[MATERIALS PROVIDED — start]

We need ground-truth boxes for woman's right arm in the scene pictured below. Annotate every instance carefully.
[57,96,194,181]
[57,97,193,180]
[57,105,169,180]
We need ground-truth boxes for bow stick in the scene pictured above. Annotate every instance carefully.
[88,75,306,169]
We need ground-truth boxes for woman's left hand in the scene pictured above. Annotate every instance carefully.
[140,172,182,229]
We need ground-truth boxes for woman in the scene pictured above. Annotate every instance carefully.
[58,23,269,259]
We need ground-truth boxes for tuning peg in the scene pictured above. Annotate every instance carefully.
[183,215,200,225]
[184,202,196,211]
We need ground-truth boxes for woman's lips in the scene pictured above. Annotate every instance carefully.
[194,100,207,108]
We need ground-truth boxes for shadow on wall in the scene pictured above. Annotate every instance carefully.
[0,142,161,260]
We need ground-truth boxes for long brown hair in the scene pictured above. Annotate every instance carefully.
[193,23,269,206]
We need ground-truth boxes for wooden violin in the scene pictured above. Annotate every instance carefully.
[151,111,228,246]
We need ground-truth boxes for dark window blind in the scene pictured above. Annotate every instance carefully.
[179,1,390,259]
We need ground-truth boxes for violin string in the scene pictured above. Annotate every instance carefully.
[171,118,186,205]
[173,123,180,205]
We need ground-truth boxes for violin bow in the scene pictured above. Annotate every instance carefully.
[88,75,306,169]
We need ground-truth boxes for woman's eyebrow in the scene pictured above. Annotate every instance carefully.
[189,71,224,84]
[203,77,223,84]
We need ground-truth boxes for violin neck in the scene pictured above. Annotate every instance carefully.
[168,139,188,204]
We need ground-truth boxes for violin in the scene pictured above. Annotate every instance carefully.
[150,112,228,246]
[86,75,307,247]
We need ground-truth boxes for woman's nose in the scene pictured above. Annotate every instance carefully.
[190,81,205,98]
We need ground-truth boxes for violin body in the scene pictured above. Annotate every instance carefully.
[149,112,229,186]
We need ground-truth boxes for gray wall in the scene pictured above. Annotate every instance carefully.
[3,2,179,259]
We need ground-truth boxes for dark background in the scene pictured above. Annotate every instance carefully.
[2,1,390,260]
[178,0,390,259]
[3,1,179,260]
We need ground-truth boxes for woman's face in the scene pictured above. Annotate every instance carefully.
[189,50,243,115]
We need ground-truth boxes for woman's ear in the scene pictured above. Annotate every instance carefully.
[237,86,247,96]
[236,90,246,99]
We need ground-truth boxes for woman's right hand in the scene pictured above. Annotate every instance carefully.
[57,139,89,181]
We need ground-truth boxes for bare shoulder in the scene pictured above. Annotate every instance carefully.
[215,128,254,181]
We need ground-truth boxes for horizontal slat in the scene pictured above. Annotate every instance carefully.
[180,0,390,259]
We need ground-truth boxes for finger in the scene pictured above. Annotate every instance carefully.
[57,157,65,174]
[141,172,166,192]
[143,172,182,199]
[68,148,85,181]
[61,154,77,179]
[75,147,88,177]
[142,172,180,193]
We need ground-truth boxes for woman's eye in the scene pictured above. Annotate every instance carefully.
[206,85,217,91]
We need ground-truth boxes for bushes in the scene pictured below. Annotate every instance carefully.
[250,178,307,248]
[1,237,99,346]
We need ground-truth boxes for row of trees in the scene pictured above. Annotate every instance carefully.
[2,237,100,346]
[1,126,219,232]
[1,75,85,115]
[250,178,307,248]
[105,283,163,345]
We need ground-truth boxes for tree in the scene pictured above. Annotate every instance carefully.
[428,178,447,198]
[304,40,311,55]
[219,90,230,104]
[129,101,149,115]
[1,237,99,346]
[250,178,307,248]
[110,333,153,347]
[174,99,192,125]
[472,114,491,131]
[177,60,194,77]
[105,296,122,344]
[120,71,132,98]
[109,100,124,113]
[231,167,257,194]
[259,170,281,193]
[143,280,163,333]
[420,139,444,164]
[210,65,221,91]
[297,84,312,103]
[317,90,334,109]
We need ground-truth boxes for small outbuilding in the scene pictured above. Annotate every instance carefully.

[MATERIALS PROVIDED — finish]

* **PROBLEM TO WORK ON**: Copy out every record above exactly as written.

* **RESULT BELOW**:
We need ground-truth boxes for woman's right arm in the scene pictured below. Annotate every instance carefully.
[57,96,194,181]
[57,97,193,180]
[57,105,169,180]
We need ground-truth boxes for bow stick in the scene pictured above. Annotate every instance carefully.
[88,75,306,169]
We need ground-truth boxes for woman's left hand in the scene pictured above. Annotate every instance carefully.
[140,172,182,229]
We need ground-truth boxes for woman in the scene pictured above. Annotate every instance carefully.
[58,23,269,259]
We need ground-truth boxes for tuning peg in the scene pictured above. Annotate every instance carefully.
[183,215,200,225]
[184,202,196,211]
We need ground-truth boxes for woman's lips in the scene pictured above. Annotate every instance carefully.
[194,100,207,108]
We need ground-truth boxes for shadow on wall in the scene pictured above. Annotate every instance carefully.
[0,142,161,260]
We need ground-truth boxes for long brown hair in the scene pictured above. Annotate every instance carefully.
[193,23,269,206]
We need ground-truth boxes for wooden violin in the scene pictured above. Annotate every instance carefully.
[151,111,228,246]
We need ground-truth boxes for dark window blind in the scene pictured above. Annotate every instance carefully.
[179,1,390,259]
We need ground-truth boxes for violin string in the scene pictured above. Annotate every instance carefully.
[171,118,186,205]
[173,123,180,205]
We need ground-truth boxes for violin bow in the scene pictured above. Annotate every instance carefully.
[88,75,306,169]
We need ground-truth boxes for woman's eyebrow in the scene pictured above. Annotate every instance carefully.
[189,71,224,84]
[203,77,223,84]
We need ground-truth boxes for violin neck in the scene pictured above. Annotate every instance carefully.
[168,139,188,204]
We need ground-truth boxes for violin in the scene pictured above. Annotate every instance carefully.
[150,112,228,246]
[86,75,307,247]
We need ground-truth boxes for woman's nose in the scene pictured above. Annotate every instance carefully.
[190,81,205,98]
We need ground-truth boxes for violin body in the scene pictured above. Annotate every instance carefully.
[149,112,229,186]
We need ground-truth boxes for gray wall in the scene pictured above. Annotate every instance carefully.
[3,2,179,259]
We need ground-truth boxes for dark background in the scene pictured above. Annotate every instance carefully.
[2,1,390,260]
[178,0,390,259]
[3,1,179,260]
We need ground-truth boxes for woman's face in the scene pictured above. Annotate every instance carefully.
[189,50,243,115]
We need ground-truth boxes for woman's ear in the scene pictured above. Annotate every instance carefully.
[237,86,247,96]
[236,90,246,99]
We need ground-truth boxes for woman's right hand in the scene pictured above. Annotate every instance carefully.
[57,139,89,181]
We need ground-truth boxes for bare shoulder in the scene pictured above. Annotate every instance carefully.
[215,128,254,181]
We need ground-truth boxes for horizontal slat in the scene pictured above. Annotate every instance carefully.
[180,0,390,259]
We need ground-truth boxes for finger in the scene pictured above. Annotate every instance carefully.
[57,157,65,174]
[141,172,166,192]
[143,172,182,199]
[68,148,85,181]
[61,154,77,179]
[75,147,88,177]
[142,172,180,193]
We need ground-truth boxes for woman's eye in the scene pictured above. Annotate every instance carefully.
[206,85,217,91]
We need ground-truth boxes for bushes in the scene pictured below. Annotate every instance carefully.
[250,178,307,248]
[1,237,99,346]
We need ground-truth boxes for row of trees in the scene pictured above. Annotate every instance carefully.
[2,237,100,346]
[1,126,219,232]
[1,75,85,115]
[250,178,307,248]
[105,283,163,345]
We need ground-truth boxes for tree in the scene pictured above. Annotate every instance carefully.
[428,178,447,198]
[304,40,311,55]
[219,90,230,104]
[129,101,149,115]
[1,237,99,346]
[250,178,307,248]
[110,333,153,347]
[174,99,192,125]
[472,114,491,131]
[177,60,194,77]
[105,296,122,344]
[120,71,132,98]
[109,100,124,113]
[231,167,257,194]
[259,170,281,193]
[143,280,163,333]
[420,139,444,164]
[210,65,221,91]
[297,84,312,103]
[317,90,334,109]
We need ground-truth boxes for small outbuilding in the scene pictured above. Annotate every instance carefully.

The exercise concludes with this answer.